*** ENTRIES SHOWN ***

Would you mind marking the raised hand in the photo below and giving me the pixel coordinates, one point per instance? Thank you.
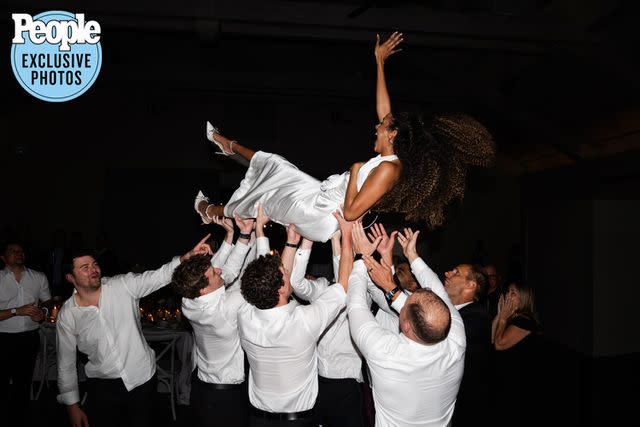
(385, 248)
(244, 224)
(388, 48)
(201, 248)
(27, 310)
(408, 242)
(345, 226)
(224, 222)
(293, 236)
(361, 244)
(261, 219)
(227, 225)
(380, 272)
(77, 417)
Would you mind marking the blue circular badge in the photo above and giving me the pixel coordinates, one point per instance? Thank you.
(58, 58)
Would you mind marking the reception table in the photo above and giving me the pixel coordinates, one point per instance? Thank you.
(169, 342)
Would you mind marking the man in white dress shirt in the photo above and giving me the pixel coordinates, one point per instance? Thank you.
(102, 320)
(279, 337)
(218, 390)
(415, 374)
(21, 289)
(340, 381)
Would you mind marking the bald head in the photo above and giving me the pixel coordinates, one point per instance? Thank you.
(425, 317)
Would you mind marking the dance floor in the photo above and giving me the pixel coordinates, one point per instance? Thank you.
(576, 391)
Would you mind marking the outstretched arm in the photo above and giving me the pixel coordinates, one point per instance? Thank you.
(382, 52)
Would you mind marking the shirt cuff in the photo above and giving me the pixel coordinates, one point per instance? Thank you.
(69, 398)
(398, 303)
(359, 266)
(306, 253)
(418, 264)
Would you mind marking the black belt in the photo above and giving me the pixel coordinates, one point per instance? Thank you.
(213, 386)
(282, 416)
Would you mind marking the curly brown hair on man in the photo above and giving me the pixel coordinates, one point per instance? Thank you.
(435, 152)
(188, 278)
(261, 281)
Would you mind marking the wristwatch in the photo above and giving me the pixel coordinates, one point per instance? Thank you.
(389, 295)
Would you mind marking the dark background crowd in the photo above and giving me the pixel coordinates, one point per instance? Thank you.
(554, 81)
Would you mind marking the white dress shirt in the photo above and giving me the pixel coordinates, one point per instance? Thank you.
(217, 352)
(281, 348)
(337, 354)
(109, 334)
(222, 254)
(413, 384)
(33, 287)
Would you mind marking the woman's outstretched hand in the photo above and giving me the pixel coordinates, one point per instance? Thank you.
(388, 48)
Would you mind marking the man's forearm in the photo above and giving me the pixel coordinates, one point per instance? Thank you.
(6, 314)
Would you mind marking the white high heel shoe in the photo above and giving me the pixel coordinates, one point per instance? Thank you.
(206, 219)
(210, 131)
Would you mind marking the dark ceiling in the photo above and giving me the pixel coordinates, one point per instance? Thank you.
(556, 80)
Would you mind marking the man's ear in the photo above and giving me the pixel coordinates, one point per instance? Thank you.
(406, 327)
(70, 278)
(472, 284)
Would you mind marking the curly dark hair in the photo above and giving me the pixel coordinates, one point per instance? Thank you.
(261, 281)
(435, 152)
(188, 278)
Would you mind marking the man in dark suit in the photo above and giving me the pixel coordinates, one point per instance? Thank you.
(466, 286)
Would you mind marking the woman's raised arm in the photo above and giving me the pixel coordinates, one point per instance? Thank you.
(382, 52)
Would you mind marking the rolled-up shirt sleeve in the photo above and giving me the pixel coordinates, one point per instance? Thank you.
(66, 355)
(262, 246)
(44, 294)
(222, 254)
(320, 313)
(233, 265)
(304, 288)
(365, 331)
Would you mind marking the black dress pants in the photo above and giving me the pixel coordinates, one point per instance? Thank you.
(18, 353)
(109, 404)
(218, 404)
(339, 403)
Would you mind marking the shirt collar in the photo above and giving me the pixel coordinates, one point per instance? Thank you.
(207, 299)
(459, 306)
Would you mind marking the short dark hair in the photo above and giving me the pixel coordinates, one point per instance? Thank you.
(5, 245)
(261, 281)
(476, 274)
(188, 278)
(67, 264)
(421, 312)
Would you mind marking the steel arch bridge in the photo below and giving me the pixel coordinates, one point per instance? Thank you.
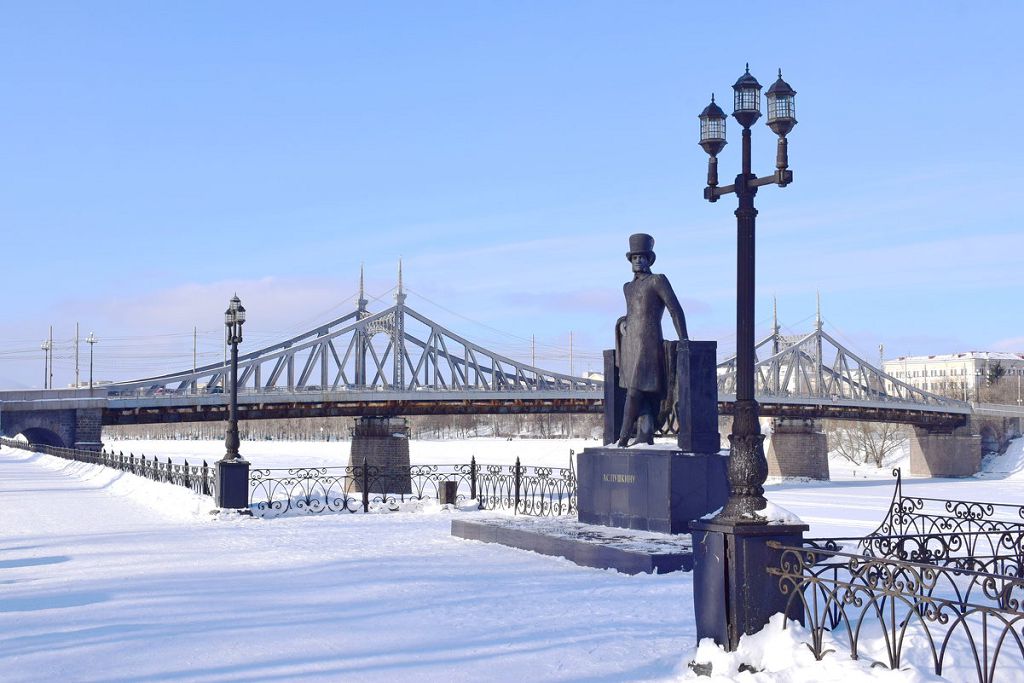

***

**TASK TO COMPLETE:**
Exactly the lines from the one holding "Would you mind marking the dark ceiling" through the last line of the entries must be set down, with nothing added and no pictures.

**REPLY:**
Would you mind marking the dark ceiling in the photo above and giving me the pixel coordinates, one point per instance? Thank you.
(556, 80)
Would you mind marking the man's ear in the photo above and giving me the pixel coordinates, one point per instance? Thank you.
(406, 327)
(70, 278)
(472, 284)
Would you mind marking the curly dark hair in the photo above and giving me the pixel coordinates, one point per instance? Thank you.
(261, 281)
(435, 152)
(188, 278)
Would you mind marking the man in dark suit in the photo above and giving me the pixel coordinates, one point per instance? Thank you.
(466, 286)
Would you mind marking the woman's raised arm in the photo above and giving me the pixel coordinates, one point per instance? Thank you.
(382, 52)
Would you mind marking the rolled-up shirt sleeve in the photo above and giving me the pixel coordinates, one point per instance? Thank you.
(66, 355)
(262, 246)
(44, 294)
(222, 254)
(320, 313)
(233, 265)
(304, 288)
(365, 331)
Would you mind marking the black dress pants in the photo above and giving me the pixel coordinates, one point per instance? Thank you.
(18, 353)
(109, 404)
(218, 404)
(339, 403)
Would you mind marking the shirt collar in the photo above and giving me the pixel coordinates, one point per instance? Thank you.
(207, 299)
(459, 306)
Would you mind marking the short dark hair in the photo above and giving me the pixel coordinates, one point per instance? Thank you.
(5, 245)
(261, 281)
(476, 274)
(188, 278)
(67, 264)
(421, 312)
Would you mind marking the steel arch bridge in the photo below and giving me the pixel coordinates, one point per instance? Thank you.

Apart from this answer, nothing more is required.